▶ **Stored records**
——————————

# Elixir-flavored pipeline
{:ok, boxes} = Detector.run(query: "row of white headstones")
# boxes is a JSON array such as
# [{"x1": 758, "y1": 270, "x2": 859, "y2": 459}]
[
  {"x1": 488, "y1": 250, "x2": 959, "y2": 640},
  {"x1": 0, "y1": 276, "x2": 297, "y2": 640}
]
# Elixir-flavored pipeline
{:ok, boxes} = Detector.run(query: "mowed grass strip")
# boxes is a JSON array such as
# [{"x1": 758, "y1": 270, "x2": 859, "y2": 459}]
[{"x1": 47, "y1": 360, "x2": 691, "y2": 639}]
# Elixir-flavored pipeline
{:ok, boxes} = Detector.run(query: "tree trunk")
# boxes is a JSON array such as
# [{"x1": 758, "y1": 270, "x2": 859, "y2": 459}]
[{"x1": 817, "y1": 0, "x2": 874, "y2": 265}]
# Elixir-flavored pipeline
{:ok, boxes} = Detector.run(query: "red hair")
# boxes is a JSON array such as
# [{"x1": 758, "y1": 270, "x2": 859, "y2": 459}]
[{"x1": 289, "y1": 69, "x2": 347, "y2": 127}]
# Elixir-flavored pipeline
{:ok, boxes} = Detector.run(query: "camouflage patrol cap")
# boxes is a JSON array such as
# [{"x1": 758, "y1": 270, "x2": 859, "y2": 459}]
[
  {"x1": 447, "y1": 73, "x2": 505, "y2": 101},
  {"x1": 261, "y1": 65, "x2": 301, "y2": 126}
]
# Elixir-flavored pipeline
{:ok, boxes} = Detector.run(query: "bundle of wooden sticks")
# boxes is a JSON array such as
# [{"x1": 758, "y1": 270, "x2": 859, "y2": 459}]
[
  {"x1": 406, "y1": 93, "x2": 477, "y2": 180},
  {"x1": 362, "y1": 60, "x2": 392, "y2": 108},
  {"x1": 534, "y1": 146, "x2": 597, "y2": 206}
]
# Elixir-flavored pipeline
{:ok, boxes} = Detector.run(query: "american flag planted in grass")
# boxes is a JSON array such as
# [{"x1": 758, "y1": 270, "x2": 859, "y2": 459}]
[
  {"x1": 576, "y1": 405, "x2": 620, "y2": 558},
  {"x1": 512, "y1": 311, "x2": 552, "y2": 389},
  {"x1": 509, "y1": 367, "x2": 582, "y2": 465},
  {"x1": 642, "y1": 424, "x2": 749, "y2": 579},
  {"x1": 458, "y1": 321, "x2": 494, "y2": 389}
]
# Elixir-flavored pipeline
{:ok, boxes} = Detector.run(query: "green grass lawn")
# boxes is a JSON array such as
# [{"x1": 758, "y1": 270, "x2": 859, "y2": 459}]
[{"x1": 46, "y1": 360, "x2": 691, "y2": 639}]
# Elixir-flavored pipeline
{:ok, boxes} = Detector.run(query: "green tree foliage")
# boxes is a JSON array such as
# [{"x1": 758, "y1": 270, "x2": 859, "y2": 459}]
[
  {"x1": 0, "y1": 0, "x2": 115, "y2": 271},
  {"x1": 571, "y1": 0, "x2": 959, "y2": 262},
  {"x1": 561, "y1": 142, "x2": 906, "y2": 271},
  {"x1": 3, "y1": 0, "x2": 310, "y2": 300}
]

——————————

▶ **Task objective**
Transcribe the data above so that every line matches exactly.

▶ **The answer**
# Elixir-flavored pipeline
{:ok, boxes} = Detector.run(query: "row of white headstones")
# boxes is a JSON array such as
# [{"x1": 758, "y1": 270, "x2": 859, "y2": 459}]
[
  {"x1": 488, "y1": 250, "x2": 959, "y2": 640},
  {"x1": 0, "y1": 276, "x2": 297, "y2": 640}
]
# Elixir-flavored pipeline
{:ok, boxes} = Detector.run(query: "mowed grass strip")
# boxes is a JSON array such as
# [{"x1": 758, "y1": 270, "x2": 859, "y2": 459}]
[{"x1": 47, "y1": 360, "x2": 691, "y2": 639}]
# Elixir-flavored pipeline
{:ok, boxes} = Detector.run(query: "tree trunk")
# boxes is a JSON array such as
# [{"x1": 758, "y1": 270, "x2": 859, "y2": 459}]
[{"x1": 817, "y1": 0, "x2": 874, "y2": 265}]
# Elixir-flavored pipeline
{:ok, boxes} = Detector.run(query: "red hair")
# boxes is a JSON array such as
# [{"x1": 758, "y1": 270, "x2": 859, "y2": 459}]
[{"x1": 289, "y1": 69, "x2": 347, "y2": 127}]
# Elixir-flavored pipeline
{:ok, boxes} = Detector.run(query: "camouflage patrol cap")
# boxes is a JSON array such as
# [{"x1": 758, "y1": 270, "x2": 859, "y2": 459}]
[
  {"x1": 447, "y1": 73, "x2": 505, "y2": 101},
  {"x1": 261, "y1": 65, "x2": 301, "y2": 126}
]
# Elixir-flavored pipeline
{:ok, boxes} = Detector.run(query: "bundle of wooden sticks")
# boxes is a JSON array such as
# [{"x1": 758, "y1": 270, "x2": 859, "y2": 459}]
[
  {"x1": 406, "y1": 93, "x2": 477, "y2": 180},
  {"x1": 362, "y1": 60, "x2": 392, "y2": 108},
  {"x1": 534, "y1": 146, "x2": 597, "y2": 206}
]
# Elixir-flavored pipeline
{:ok, boxes} = Detector.run(query: "american flag planted in grass")
# boxes is a JSON array such as
# [{"x1": 758, "y1": 270, "x2": 859, "y2": 459}]
[
  {"x1": 576, "y1": 405, "x2": 620, "y2": 558},
  {"x1": 512, "y1": 311, "x2": 552, "y2": 389},
  {"x1": 509, "y1": 367, "x2": 582, "y2": 465},
  {"x1": 642, "y1": 424, "x2": 749, "y2": 579},
  {"x1": 458, "y1": 321, "x2": 494, "y2": 389}
]
# Elixir-flavored pipeline
{:ok, boxes} = Detector.run(query: "green grass lawn")
# boxes is a JSON array such as
# [{"x1": 758, "y1": 270, "x2": 859, "y2": 459}]
[{"x1": 46, "y1": 360, "x2": 691, "y2": 639}]
# Elixir-flavored pipeline
{:ok, boxes} = Detector.run(query: "green tree foliage")
# boxes is a JSON array such as
# [{"x1": 758, "y1": 270, "x2": 859, "y2": 459}]
[
  {"x1": 0, "y1": 0, "x2": 115, "y2": 271},
  {"x1": 571, "y1": 0, "x2": 959, "y2": 262},
  {"x1": 561, "y1": 142, "x2": 906, "y2": 271},
  {"x1": 3, "y1": 0, "x2": 310, "y2": 300}
]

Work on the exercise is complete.